What this task involves >> Pick out every line in the records that contains the string "eyebrow".

Source data >>
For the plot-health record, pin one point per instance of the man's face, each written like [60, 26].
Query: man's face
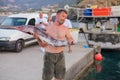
[61, 17]
[41, 15]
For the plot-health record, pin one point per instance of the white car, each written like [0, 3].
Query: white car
[13, 39]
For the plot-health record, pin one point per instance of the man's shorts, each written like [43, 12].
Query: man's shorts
[54, 66]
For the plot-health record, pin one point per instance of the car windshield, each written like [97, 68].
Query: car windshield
[11, 21]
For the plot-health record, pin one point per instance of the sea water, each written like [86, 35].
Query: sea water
[107, 69]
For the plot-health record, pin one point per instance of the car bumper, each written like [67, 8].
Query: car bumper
[7, 45]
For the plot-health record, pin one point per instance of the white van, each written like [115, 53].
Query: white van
[13, 39]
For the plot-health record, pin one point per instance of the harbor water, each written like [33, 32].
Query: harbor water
[107, 69]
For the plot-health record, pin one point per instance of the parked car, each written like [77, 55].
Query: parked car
[13, 39]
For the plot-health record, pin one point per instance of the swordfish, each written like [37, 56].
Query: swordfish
[42, 35]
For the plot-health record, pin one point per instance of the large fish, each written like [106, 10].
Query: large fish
[42, 35]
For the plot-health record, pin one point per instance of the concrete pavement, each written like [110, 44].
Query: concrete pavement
[28, 64]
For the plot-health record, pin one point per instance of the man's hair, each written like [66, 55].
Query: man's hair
[62, 10]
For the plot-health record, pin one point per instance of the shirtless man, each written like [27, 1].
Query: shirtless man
[54, 60]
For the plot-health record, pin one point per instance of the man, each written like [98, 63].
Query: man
[68, 23]
[54, 61]
[42, 23]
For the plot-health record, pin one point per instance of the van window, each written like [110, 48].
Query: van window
[32, 22]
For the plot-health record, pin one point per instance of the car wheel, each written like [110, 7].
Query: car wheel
[19, 46]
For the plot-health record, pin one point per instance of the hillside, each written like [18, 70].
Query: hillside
[100, 3]
[19, 5]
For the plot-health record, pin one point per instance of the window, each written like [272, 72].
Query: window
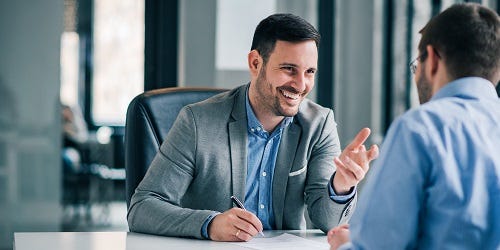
[118, 58]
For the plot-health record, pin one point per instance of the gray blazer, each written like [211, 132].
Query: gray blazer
[203, 161]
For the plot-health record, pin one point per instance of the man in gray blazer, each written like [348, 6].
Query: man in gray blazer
[262, 142]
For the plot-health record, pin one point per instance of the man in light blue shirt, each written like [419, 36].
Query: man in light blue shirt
[436, 184]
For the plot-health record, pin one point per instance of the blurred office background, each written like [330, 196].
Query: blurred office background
[87, 59]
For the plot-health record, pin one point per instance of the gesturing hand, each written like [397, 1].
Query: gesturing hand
[234, 224]
[338, 236]
[353, 163]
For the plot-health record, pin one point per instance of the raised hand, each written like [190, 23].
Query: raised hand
[234, 224]
[338, 236]
[353, 163]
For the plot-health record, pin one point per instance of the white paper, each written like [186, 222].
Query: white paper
[283, 242]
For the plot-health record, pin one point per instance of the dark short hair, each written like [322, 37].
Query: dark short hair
[284, 27]
[467, 37]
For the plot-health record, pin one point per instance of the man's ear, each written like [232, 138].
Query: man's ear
[254, 62]
[432, 61]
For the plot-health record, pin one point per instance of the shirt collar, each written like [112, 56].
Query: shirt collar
[469, 88]
[254, 124]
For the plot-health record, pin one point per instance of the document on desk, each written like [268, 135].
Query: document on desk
[283, 242]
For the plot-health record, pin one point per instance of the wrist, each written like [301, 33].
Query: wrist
[340, 187]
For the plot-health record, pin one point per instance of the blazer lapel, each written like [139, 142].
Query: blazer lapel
[284, 162]
[238, 144]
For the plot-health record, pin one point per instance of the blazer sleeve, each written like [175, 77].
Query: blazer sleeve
[155, 206]
[323, 211]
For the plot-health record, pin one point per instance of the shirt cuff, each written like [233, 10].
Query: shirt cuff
[204, 228]
[342, 199]
[346, 246]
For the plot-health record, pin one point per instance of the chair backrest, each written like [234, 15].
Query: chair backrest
[149, 118]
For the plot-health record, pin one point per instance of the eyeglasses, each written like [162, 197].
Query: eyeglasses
[413, 64]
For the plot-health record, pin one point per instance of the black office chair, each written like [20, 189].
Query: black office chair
[149, 118]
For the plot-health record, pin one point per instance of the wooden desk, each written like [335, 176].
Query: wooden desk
[131, 241]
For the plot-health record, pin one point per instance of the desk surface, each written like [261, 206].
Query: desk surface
[131, 241]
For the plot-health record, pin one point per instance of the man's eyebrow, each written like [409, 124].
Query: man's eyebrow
[288, 65]
[295, 66]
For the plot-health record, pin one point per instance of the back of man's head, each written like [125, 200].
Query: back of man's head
[284, 27]
[467, 37]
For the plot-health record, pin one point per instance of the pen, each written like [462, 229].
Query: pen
[239, 204]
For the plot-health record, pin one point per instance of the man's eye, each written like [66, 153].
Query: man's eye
[288, 69]
[311, 71]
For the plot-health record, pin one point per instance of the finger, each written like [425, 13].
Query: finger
[248, 222]
[241, 235]
[359, 139]
[346, 174]
[373, 153]
[353, 167]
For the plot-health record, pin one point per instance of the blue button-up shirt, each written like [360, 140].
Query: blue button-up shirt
[262, 152]
[436, 184]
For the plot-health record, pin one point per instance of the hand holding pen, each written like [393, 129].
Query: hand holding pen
[239, 204]
[235, 224]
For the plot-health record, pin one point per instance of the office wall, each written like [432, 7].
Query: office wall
[29, 117]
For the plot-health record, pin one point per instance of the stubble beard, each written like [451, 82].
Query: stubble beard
[271, 103]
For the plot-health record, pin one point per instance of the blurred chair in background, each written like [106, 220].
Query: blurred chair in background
[149, 118]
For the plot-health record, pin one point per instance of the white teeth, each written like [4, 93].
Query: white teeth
[290, 94]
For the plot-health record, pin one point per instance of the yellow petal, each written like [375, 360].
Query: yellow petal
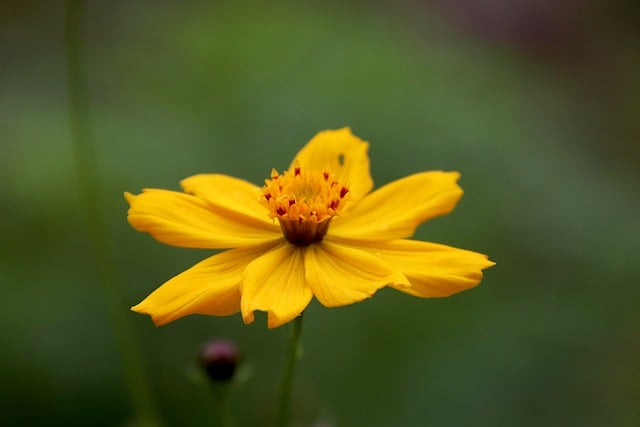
[343, 154]
[433, 270]
[275, 283]
[183, 220]
[230, 196]
[210, 287]
[395, 210]
[339, 275]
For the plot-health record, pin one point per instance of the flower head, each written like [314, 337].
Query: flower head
[314, 230]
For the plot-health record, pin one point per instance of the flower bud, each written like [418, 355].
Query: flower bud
[219, 359]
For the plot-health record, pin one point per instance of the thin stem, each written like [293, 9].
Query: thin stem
[85, 163]
[221, 396]
[284, 409]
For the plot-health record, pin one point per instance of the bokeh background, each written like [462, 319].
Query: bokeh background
[535, 102]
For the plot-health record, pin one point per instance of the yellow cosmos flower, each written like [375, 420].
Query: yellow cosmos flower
[313, 230]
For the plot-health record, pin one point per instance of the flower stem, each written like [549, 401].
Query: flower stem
[221, 396]
[85, 163]
[284, 409]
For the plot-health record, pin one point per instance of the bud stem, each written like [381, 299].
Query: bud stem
[284, 409]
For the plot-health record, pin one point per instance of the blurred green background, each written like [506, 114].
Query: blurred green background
[536, 104]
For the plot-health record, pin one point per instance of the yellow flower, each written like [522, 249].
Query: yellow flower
[314, 230]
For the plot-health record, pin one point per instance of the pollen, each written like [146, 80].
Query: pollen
[304, 202]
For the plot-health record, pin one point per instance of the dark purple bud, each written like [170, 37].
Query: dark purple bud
[219, 359]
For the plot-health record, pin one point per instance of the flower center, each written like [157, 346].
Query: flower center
[304, 203]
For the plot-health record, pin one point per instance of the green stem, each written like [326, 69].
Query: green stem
[284, 409]
[221, 396]
[85, 163]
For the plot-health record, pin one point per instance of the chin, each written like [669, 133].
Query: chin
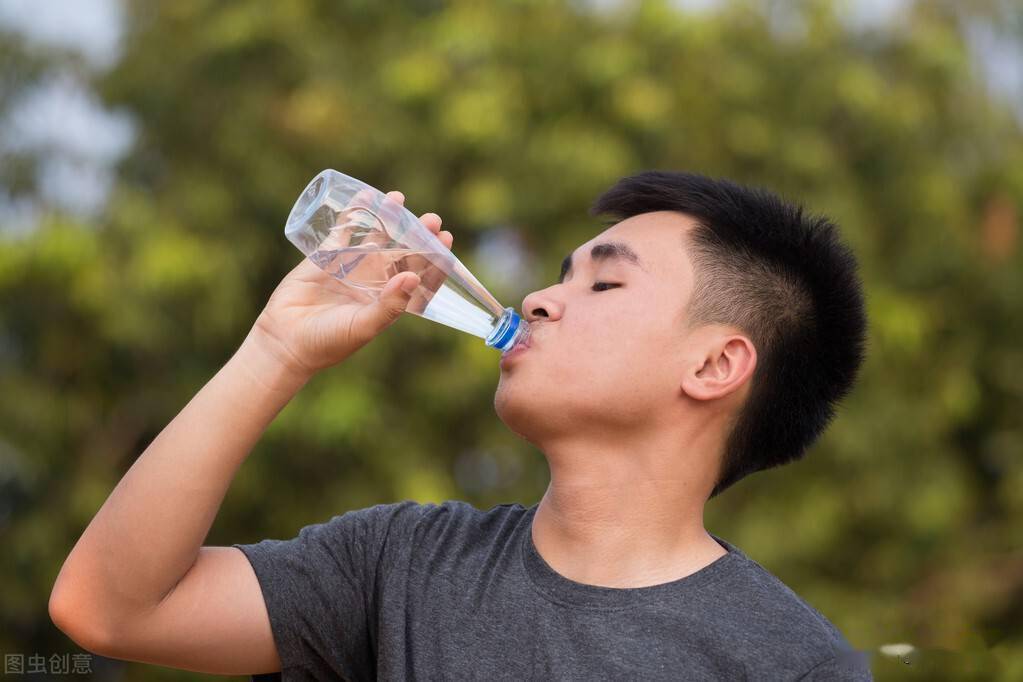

The response >>
For the plot-health record, pin one point per instance of the man's eyebrow, each written like [409, 124].
Query: man's eyebrow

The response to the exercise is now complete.